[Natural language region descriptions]
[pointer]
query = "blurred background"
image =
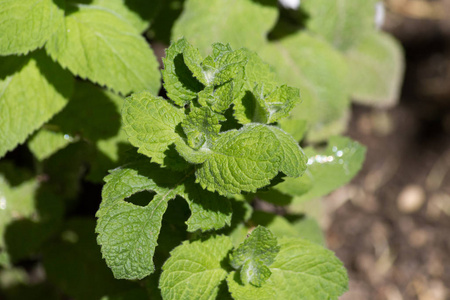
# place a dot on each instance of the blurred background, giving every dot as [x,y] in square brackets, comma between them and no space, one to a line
[391,225]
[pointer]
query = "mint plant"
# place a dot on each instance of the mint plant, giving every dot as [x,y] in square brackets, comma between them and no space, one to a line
[80,88]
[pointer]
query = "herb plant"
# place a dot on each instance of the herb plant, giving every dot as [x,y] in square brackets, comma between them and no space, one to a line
[80,87]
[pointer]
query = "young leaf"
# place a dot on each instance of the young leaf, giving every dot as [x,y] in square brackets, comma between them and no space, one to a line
[150,122]
[181,86]
[342,22]
[329,169]
[208,210]
[246,159]
[376,70]
[204,23]
[201,127]
[27,24]
[254,256]
[128,233]
[301,270]
[194,270]
[98,45]
[23,110]
[319,71]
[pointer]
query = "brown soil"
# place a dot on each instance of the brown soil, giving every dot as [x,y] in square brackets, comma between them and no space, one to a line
[391,225]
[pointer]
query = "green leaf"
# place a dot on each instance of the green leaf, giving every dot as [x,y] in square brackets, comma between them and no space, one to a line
[238,162]
[127,232]
[28,24]
[204,23]
[201,127]
[194,270]
[179,82]
[23,110]
[208,210]
[296,227]
[301,270]
[329,169]
[47,142]
[136,12]
[342,22]
[319,71]
[376,70]
[15,203]
[97,44]
[150,122]
[75,249]
[254,256]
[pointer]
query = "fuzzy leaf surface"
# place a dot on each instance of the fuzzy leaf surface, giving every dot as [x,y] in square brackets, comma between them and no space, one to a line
[150,122]
[340,22]
[97,44]
[320,72]
[327,170]
[27,24]
[376,70]
[246,159]
[194,270]
[48,90]
[301,270]
[204,23]
[254,255]
[181,86]
[127,232]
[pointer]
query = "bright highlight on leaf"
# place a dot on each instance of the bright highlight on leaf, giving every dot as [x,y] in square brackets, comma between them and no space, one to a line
[255,255]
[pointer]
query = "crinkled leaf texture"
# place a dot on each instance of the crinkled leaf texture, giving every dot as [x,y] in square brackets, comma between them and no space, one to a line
[23,110]
[320,72]
[301,270]
[246,159]
[327,170]
[194,269]
[376,69]
[341,22]
[97,44]
[128,233]
[27,24]
[254,255]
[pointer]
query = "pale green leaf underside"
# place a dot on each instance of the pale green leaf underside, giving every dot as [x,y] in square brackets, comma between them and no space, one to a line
[150,122]
[194,270]
[95,43]
[247,159]
[254,255]
[341,22]
[329,169]
[206,22]
[301,270]
[27,24]
[128,233]
[23,110]
[136,12]
[320,72]
[376,69]
[47,142]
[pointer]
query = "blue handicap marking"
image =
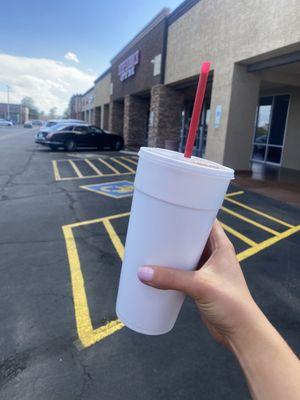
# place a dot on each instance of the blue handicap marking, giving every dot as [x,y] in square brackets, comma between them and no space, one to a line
[117,190]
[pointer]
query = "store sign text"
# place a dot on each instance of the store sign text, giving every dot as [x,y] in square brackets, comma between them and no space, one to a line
[127,67]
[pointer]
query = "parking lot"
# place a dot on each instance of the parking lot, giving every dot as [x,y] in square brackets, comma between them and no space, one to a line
[63,226]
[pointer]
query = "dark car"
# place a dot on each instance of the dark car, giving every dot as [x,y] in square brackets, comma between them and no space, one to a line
[37,122]
[28,124]
[74,136]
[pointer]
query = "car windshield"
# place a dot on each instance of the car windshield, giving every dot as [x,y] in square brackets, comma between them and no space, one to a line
[62,127]
[51,123]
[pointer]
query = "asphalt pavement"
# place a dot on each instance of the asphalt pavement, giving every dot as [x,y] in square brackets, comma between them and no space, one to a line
[63,226]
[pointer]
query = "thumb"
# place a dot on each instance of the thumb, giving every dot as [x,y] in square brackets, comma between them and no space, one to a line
[170,278]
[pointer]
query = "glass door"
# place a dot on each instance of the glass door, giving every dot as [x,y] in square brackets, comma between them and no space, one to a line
[270,129]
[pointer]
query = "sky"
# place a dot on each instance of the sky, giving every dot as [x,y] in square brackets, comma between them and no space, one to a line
[51,49]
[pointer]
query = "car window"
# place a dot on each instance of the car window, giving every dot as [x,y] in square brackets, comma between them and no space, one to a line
[65,128]
[94,129]
[50,124]
[81,129]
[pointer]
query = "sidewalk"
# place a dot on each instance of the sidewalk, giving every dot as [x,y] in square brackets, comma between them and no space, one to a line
[278,183]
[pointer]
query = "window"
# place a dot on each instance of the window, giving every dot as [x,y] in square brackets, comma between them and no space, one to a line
[64,128]
[270,128]
[97,131]
[83,129]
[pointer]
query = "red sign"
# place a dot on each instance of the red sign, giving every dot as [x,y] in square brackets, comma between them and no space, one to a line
[127,67]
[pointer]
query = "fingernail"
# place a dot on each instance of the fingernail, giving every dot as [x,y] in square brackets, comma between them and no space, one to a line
[145,274]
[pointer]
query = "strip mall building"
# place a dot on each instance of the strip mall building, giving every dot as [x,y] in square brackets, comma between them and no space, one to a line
[252,103]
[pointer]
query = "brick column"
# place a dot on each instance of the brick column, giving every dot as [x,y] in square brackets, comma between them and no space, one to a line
[165,120]
[135,120]
[116,116]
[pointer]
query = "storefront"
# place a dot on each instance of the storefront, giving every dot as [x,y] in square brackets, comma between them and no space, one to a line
[102,93]
[252,108]
[251,111]
[88,106]
[134,71]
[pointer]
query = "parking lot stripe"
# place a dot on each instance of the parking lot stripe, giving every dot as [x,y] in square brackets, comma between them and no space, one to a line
[123,165]
[82,314]
[234,193]
[109,166]
[114,238]
[130,160]
[106,330]
[250,221]
[254,210]
[93,167]
[74,166]
[238,235]
[96,220]
[267,243]
[56,171]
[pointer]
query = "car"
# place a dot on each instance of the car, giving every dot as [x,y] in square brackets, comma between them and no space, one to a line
[28,124]
[52,122]
[5,122]
[37,122]
[73,136]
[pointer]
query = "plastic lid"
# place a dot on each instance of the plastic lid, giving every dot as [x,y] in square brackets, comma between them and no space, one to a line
[175,159]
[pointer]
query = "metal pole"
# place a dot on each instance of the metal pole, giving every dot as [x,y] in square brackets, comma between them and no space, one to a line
[8,116]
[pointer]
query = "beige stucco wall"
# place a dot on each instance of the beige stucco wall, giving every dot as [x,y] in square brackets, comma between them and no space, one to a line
[291,152]
[102,91]
[87,100]
[228,31]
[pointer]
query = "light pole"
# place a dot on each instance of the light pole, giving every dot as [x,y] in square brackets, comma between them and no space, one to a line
[8,116]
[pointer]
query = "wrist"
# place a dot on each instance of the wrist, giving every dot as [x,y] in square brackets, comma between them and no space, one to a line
[252,327]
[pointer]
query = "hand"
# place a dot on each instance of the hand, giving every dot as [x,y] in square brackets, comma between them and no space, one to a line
[228,310]
[218,287]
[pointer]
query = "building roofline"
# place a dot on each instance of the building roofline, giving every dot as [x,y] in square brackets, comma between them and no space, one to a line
[181,10]
[102,75]
[89,90]
[142,33]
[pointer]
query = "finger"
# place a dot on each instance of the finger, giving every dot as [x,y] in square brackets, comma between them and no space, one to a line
[218,237]
[170,278]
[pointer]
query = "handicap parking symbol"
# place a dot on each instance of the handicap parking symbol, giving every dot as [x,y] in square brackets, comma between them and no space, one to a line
[116,190]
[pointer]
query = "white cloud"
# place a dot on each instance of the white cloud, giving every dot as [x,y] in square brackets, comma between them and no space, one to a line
[50,83]
[71,57]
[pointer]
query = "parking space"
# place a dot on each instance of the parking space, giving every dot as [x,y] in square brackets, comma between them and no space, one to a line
[83,168]
[250,229]
[62,242]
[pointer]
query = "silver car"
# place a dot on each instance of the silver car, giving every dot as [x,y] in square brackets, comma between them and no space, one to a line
[4,122]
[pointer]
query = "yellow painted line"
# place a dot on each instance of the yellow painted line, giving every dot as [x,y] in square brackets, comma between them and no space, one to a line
[109,166]
[234,193]
[267,243]
[250,221]
[94,176]
[96,220]
[94,168]
[82,314]
[129,160]
[114,238]
[239,235]
[74,166]
[56,171]
[123,165]
[89,336]
[104,194]
[106,330]
[254,210]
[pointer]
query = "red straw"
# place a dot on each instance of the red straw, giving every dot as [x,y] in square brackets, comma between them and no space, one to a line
[197,109]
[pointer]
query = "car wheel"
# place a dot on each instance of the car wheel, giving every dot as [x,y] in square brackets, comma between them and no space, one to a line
[70,145]
[117,145]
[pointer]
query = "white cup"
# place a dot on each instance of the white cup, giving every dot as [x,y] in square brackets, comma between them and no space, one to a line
[175,203]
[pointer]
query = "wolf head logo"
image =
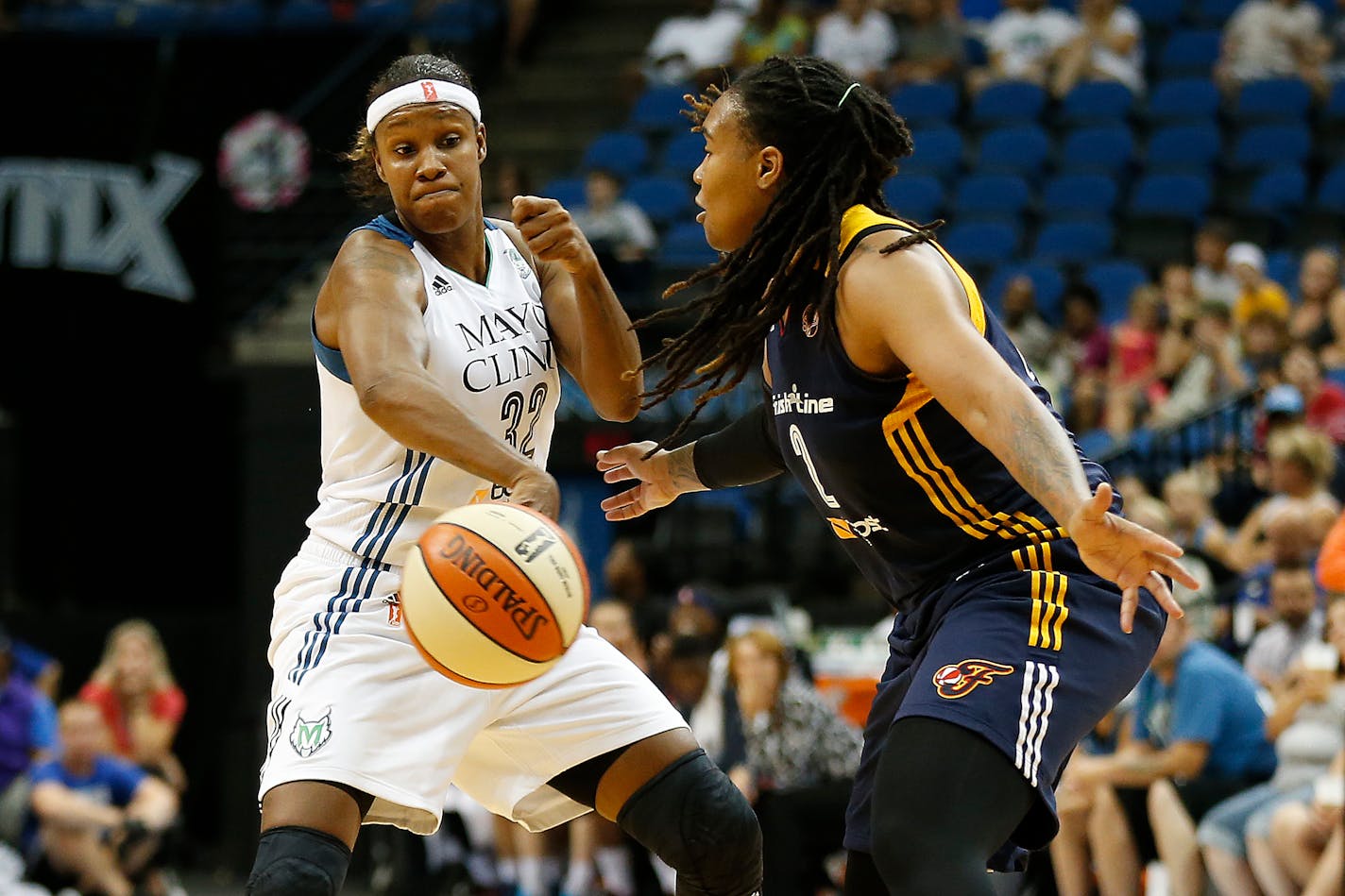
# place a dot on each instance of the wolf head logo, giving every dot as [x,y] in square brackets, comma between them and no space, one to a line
[308,736]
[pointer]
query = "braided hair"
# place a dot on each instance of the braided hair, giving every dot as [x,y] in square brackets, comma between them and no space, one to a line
[840,143]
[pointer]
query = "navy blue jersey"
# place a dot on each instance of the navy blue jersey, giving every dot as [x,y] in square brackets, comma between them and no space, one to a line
[911,494]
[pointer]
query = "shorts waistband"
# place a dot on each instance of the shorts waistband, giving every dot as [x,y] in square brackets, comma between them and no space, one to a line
[319,548]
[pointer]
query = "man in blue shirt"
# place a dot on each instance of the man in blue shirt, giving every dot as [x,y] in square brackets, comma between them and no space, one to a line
[1198,735]
[98,817]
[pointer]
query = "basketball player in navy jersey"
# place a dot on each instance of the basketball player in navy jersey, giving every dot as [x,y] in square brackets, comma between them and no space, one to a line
[933,455]
[438,338]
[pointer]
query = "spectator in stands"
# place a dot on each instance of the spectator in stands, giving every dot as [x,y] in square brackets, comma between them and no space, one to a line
[1268,40]
[859,38]
[1212,273]
[1319,281]
[1323,401]
[621,234]
[774,30]
[1293,599]
[800,756]
[1110,46]
[1022,43]
[1198,737]
[1132,382]
[929,44]
[26,736]
[140,702]
[100,817]
[1256,291]
[1307,725]
[690,49]
[1307,839]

_Try it_
Set the lines down exactly as they stand, beginning at the one that contains "# place a dot on each instance of the shorts" and stopping after the last line of the entries above.

_Task solution_
# place a dot on each instance of the shorts waistband, giving every dot as [x,y] in square brackets, comma between them and no space, one to a line
[319,548]
[pointer]
query = "man in blue shirt"
# place a dot on each instance of the man in blue shirt, giving every dot as [x,y] in square brackets, comma between them and no space, one to a line
[1198,735]
[98,817]
[pointer]
query = "basketball player in navy jersey"
# place a dot on each instance of the basketball player in navy jersey, giving every dot as [x,y] in square brackets, comma between them and no space, one to a line
[933,455]
[438,338]
[pointer]
query = "spectator in stands"
# place a dot on each instance of the spectator in stands, giving every dot as [x,y] in square brackets, comma between them and no space, one to a line
[1268,40]
[859,38]
[1212,273]
[1319,281]
[1323,401]
[621,234]
[774,30]
[1293,599]
[800,756]
[1110,46]
[1022,43]
[1198,737]
[1132,382]
[929,44]
[26,736]
[140,702]
[100,817]
[1256,291]
[1307,725]
[690,49]
[1307,839]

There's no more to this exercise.